## Given request
Identify the line that contains "You are given a photograph. For the shadow" in the material. Output it and every line after it, unchanged, through the end.

## Entries shown
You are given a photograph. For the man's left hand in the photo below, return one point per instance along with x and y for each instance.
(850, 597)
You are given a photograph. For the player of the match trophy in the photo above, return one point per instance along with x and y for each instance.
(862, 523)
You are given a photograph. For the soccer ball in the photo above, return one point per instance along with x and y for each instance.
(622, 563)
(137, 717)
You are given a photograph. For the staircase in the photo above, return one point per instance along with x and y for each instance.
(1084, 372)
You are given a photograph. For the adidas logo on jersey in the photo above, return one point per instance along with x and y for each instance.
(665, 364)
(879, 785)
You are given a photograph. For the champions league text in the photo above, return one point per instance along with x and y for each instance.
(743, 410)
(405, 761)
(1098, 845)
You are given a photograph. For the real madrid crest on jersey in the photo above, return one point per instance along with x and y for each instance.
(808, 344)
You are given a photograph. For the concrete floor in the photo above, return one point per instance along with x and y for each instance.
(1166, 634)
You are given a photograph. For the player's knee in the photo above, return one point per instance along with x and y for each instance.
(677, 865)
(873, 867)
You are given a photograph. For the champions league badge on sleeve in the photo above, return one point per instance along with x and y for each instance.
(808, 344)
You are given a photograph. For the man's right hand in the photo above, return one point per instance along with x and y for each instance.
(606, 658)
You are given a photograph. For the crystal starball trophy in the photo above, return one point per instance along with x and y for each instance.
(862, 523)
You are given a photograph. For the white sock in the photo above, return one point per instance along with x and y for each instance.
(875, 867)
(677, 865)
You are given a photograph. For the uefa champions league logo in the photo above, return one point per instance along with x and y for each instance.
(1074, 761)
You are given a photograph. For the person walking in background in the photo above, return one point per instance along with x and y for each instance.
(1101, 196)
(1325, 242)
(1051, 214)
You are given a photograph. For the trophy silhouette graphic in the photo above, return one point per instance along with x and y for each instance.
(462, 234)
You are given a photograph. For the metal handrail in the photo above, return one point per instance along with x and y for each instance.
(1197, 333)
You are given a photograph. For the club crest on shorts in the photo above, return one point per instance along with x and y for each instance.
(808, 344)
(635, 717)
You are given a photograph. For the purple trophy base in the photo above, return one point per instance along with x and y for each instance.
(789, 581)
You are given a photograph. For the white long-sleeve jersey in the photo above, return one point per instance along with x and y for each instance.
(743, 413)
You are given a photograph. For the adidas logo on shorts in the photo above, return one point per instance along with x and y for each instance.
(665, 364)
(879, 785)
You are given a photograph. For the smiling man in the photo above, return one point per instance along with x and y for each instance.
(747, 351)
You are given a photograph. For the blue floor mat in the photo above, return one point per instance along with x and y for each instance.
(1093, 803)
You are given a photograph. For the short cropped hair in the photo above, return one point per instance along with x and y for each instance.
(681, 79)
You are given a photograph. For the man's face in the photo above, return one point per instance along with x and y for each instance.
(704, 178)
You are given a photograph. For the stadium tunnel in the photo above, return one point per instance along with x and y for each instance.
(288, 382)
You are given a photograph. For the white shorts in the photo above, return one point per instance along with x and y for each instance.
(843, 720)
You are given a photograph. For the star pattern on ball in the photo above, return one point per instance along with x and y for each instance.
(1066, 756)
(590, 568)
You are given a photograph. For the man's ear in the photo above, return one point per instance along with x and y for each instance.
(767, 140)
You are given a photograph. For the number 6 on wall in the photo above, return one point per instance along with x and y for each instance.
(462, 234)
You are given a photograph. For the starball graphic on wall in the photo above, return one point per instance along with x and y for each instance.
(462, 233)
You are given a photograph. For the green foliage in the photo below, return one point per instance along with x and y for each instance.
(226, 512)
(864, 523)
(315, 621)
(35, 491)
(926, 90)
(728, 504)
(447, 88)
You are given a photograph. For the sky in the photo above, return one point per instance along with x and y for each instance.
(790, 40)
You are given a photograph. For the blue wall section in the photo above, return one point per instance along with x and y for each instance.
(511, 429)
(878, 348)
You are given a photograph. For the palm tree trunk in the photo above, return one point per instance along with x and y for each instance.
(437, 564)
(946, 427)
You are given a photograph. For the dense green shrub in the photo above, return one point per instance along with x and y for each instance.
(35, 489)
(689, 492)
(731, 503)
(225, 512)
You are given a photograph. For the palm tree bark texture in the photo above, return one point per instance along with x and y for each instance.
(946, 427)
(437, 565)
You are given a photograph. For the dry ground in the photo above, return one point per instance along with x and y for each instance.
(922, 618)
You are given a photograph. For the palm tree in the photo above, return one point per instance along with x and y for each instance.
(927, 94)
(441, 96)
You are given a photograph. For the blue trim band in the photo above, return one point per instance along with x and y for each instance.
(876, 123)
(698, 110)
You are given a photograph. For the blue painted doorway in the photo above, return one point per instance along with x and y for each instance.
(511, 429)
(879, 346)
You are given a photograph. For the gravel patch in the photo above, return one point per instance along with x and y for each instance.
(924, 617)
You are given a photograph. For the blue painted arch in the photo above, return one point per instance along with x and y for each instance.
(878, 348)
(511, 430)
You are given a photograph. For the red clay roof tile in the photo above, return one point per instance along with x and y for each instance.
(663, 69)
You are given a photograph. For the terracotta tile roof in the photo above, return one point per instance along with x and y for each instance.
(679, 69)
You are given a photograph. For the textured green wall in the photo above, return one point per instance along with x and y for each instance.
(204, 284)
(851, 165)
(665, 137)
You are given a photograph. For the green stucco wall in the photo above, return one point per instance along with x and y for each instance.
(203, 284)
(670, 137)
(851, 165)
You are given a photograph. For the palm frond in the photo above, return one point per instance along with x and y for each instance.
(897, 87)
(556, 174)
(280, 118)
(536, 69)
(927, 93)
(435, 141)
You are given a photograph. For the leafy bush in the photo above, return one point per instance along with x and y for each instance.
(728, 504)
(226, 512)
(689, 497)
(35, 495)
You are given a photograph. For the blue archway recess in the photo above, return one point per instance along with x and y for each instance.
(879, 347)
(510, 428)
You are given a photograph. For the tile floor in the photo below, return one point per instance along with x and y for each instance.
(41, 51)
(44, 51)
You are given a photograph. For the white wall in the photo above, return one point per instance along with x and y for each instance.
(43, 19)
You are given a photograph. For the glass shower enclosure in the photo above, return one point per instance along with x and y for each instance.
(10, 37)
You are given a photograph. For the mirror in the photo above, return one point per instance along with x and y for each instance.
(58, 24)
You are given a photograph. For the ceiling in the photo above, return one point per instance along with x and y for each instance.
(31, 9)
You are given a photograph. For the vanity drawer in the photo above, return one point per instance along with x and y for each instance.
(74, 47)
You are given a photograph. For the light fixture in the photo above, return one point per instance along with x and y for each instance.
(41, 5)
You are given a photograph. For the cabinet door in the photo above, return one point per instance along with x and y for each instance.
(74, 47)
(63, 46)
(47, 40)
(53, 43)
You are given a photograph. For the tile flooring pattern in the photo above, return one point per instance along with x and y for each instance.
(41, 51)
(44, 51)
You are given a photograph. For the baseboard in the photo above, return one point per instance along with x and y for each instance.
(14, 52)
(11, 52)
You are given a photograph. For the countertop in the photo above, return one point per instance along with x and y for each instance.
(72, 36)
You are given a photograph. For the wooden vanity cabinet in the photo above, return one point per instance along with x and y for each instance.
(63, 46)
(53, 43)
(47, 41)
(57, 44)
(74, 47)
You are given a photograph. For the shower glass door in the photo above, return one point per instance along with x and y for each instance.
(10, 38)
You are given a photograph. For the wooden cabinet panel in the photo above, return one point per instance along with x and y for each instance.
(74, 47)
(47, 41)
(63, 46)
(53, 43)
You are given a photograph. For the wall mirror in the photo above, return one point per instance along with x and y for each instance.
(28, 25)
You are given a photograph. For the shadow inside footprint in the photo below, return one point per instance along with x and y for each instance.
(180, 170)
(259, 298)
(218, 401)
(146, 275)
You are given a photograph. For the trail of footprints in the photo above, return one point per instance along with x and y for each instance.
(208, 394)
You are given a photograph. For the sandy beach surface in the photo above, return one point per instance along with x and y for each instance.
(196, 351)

## The output
You are given a photograph. For the shadow inside footprint in the photo below, return one point per instance along with x and y for each instance.
(180, 170)
(259, 298)
(218, 401)
(146, 275)
You are given a photograph. For the trail of footprints in the photo above, return one point per instance along with x and y for each instance.
(208, 394)
You are given a photograph. For the sandy beach surface in the photo above, return one point per instance along with x and y for each instance.
(196, 351)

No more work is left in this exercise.